- [Bereitgestellte Daten]
****************
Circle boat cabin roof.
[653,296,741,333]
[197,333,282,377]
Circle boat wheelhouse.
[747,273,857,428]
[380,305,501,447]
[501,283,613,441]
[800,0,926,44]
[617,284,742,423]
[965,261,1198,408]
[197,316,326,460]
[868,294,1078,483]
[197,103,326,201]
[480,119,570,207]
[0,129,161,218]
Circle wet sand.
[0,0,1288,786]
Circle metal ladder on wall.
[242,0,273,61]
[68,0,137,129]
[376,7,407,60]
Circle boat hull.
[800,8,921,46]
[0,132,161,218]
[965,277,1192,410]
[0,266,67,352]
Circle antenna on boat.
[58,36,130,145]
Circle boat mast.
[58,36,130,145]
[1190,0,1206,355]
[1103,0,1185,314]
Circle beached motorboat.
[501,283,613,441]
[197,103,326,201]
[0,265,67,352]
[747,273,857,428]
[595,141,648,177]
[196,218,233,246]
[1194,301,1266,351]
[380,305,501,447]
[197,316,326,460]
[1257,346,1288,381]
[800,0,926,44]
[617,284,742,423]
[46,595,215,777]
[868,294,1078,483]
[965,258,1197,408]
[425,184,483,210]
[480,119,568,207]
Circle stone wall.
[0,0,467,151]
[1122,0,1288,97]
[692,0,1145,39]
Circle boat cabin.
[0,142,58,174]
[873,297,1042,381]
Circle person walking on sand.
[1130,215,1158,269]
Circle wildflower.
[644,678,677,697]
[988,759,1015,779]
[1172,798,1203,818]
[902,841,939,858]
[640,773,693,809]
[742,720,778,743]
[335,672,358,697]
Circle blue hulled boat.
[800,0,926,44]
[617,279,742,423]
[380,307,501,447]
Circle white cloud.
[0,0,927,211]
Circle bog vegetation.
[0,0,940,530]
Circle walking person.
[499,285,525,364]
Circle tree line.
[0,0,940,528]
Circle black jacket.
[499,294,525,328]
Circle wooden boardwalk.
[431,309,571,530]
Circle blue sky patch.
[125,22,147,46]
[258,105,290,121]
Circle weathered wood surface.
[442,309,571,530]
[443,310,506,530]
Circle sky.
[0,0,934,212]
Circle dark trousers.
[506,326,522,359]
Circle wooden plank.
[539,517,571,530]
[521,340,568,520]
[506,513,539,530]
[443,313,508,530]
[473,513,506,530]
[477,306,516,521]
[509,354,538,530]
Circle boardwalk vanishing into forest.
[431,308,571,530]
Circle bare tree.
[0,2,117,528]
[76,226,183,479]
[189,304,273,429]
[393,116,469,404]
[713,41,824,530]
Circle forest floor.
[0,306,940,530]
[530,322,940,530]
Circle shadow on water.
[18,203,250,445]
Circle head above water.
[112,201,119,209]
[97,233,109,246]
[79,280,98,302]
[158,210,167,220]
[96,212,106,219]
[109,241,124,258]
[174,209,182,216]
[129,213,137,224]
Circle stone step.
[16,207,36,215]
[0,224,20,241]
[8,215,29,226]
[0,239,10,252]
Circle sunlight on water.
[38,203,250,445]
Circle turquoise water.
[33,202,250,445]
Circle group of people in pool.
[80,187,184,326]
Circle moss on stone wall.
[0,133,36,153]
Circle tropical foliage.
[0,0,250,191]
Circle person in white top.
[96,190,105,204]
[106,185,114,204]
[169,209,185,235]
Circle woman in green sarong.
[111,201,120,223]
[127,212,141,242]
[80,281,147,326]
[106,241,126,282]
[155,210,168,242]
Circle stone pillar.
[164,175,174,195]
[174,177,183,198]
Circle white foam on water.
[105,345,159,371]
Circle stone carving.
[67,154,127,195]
****************
- [Aufgabenstellung] Schreib alle Datensätze neu und ersetze darin „stone wall“ durch „masonry wall“. Alles andere bleibt unverändert.

- [Vollständige Antwort]
Circle boat cabin roof.
[653,296,741,333]
[197,333,282,377]
Circle boat wheelhouse.
[747,273,857,428]
[380,305,501,447]
[501,283,613,441]
[800,0,926,44]
[617,284,742,423]
[965,261,1198,408]
[197,316,326,460]
[868,294,1078,483]
[197,103,326,201]
[480,119,570,207]
[0,129,161,218]
Circle wet sand.
[0,0,1288,786]
Circle metal ladder on wall.
[242,0,273,61]
[68,0,137,129]
[376,7,407,60]
Circle boat hull.
[800,8,921,46]
[0,132,161,218]
[965,277,1192,410]
[0,266,67,352]
Circle antenna on boat.
[58,36,130,145]
Circle boat mast.
[58,36,130,145]
[1190,0,1206,355]
[1103,0,1185,314]
Circle beached motorboat.
[501,283,613,441]
[197,103,326,201]
[0,265,67,352]
[747,273,857,428]
[595,141,648,177]
[196,218,233,246]
[1194,301,1266,351]
[380,305,501,447]
[197,316,326,460]
[1257,346,1288,381]
[800,0,926,44]
[617,284,742,423]
[46,595,215,777]
[868,294,1078,483]
[965,258,1197,408]
[425,184,483,210]
[480,119,568,207]
Circle masonry wall.
[0,0,467,151]
[1122,0,1288,97]
[692,0,1145,39]
Circle boat cabin.
[0,142,58,174]
[873,297,1042,381]
Circle person walking on sand.
[1130,215,1158,269]
Circle wildflower.
[644,678,677,697]
[988,759,1015,779]
[1172,798,1203,818]
[902,841,939,858]
[640,773,693,809]
[742,720,778,743]
[335,672,358,697]
Circle blue hulled boat.
[800,0,926,44]
[617,279,742,423]
[380,307,501,447]
Circle white cloud.
[0,0,927,211]
Circle bog vegetation.
[0,0,940,530]
Circle walking person.
[499,285,525,364]
Circle tree line.
[0,0,940,528]
Circle black jacket.
[499,294,525,328]
Circle wooden boardwalk.
[431,309,571,530]
Circle blue sky patch.
[125,22,147,46]
[258,105,290,121]
Circle weathered wood surface.
[442,309,571,530]
[443,310,506,530]
Circle sky.
[0,0,934,212]
Circle dark trousers.
[506,326,522,359]
Circle wooden plank.
[539,517,571,530]
[521,340,568,520]
[506,513,539,530]
[443,313,508,530]
[473,513,506,530]
[477,306,516,521]
[509,354,538,530]
Circle boardwalk vanishing into forest.
[431,308,571,530]
Circle bare tree.
[0,2,117,528]
[76,226,183,479]
[189,304,273,429]
[393,116,469,404]
[713,41,824,530]
Circle forest floor.
[0,306,940,530]
[530,322,940,530]
Circle shadow on water.
[18,203,250,445]
Circle head above water.
[112,201,119,209]
[97,233,109,246]
[79,280,98,302]
[158,210,167,220]
[96,212,106,219]
[109,241,124,258]
[174,209,182,216]
[129,213,137,224]
Circle stone step.
[16,207,36,215]
[0,224,20,241]
[8,215,29,226]
[0,239,10,252]
Circle sunlight on water.
[38,203,250,445]
Circle turquoise water.
[33,202,250,445]
Circle group of people in pool.
[80,187,184,326]
Circle moss on masonry wall.
[0,133,36,153]
Circle tropical foliage.
[0,0,250,191]
Circle person in white top.
[96,190,105,204]
[106,185,114,204]
[169,209,185,235]
Circle woman in green sarong.
[111,201,120,223]
[127,212,141,242]
[80,281,147,326]
[106,241,126,282]
[155,210,168,242]
Circle stone pillar.
[164,175,174,195]
[174,177,183,198]
Circle white foam on water.
[105,345,159,371]
Circle stone carving.
[67,154,127,195]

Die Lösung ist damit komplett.